# VORLIEGENDER AUSZUG:
# Auch Neu



## casino3:16 (5 Sep. 2012)

Servus,da im Schweizer Forum nix mehr geht bin ich auch hier gelandet und will auch hier bleiben ;-)

Danke schon mal an alle die sich die mühe machen Bilder zu uppen. Gruß Alex


----------



## Claudia (5 Sep. 2012)

Hallo Alex,

Herzlich Willkommen, wünsche dir viel Spaß bei uns


----------



## Sachse (5 Sep. 2012)

Willkommen im cb-Wunderland


----------



## Katzun (5 Sep. 2012)

fühl dich herzlich willkommen


----------



## Punisher (5 Sep. 2012)

herzlich willkommen


----------



## Padderson (5 Sep. 2012)

Grüezi casino3:16 und viel Spaß:thumbup:


----------



## Snage (6 Sep. 2012)

Herzlich Wilkommen !


----------



## Q (6 Sep. 2012)

na dann kann es ja rund gehen im Casino  Willkommen Alex, hab Spaß hier


----------



## General (6 Sep. 2012)

Geht ja hier Schlag auf Schlag 
Herzlich Willkommen auf CB :thumbup:


----------



## DER SCHWERE (6 Sep. 2012)

Willkommen und habe Spass:thumbup:​


----------



## akiba89 (3 Okt. 2012)

tag freue mich


----------

# EXTRAHIERTE DATENSÄTZE:
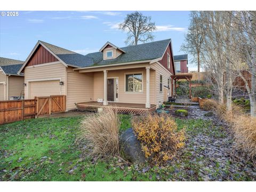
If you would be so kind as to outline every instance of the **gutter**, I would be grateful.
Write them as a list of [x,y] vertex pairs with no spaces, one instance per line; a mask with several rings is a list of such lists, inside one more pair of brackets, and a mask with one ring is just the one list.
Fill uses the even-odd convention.
[[142,60],[142,61],[134,61],[134,62],[129,62],[121,63],[117,63],[117,64],[102,65],[97,66],[86,67],[76,68],[73,70],[82,70],[82,69],[93,69],[93,68],[101,68],[101,67],[115,67],[115,66],[122,66],[122,65],[125,65],[143,63],[150,62],[152,60]]

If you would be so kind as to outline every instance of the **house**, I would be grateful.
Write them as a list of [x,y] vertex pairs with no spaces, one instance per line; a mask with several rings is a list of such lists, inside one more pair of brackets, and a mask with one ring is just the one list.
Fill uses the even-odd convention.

# AUFGABENSTELLUNG:
Schreibe den Willkommensthread ab „Servus,da im Schweizer“ und weiter bis einschließlich „Claudia (5 Sep. 2012)“ neu. Ersetze dabei „Schweizer Forum“ durch „alten Forum“.

# VOLLSTÄNDIGE LÖSUNG:
Servus,da im alten Forum nix mehr geht bin ich auch hier gelandet und will auch hier bleiben ;-)

Danke schon mal an alle die sich die mühe machen Bilder zu uppen. Gruß Alex


----------



## Claudia (5 Sep. 2012)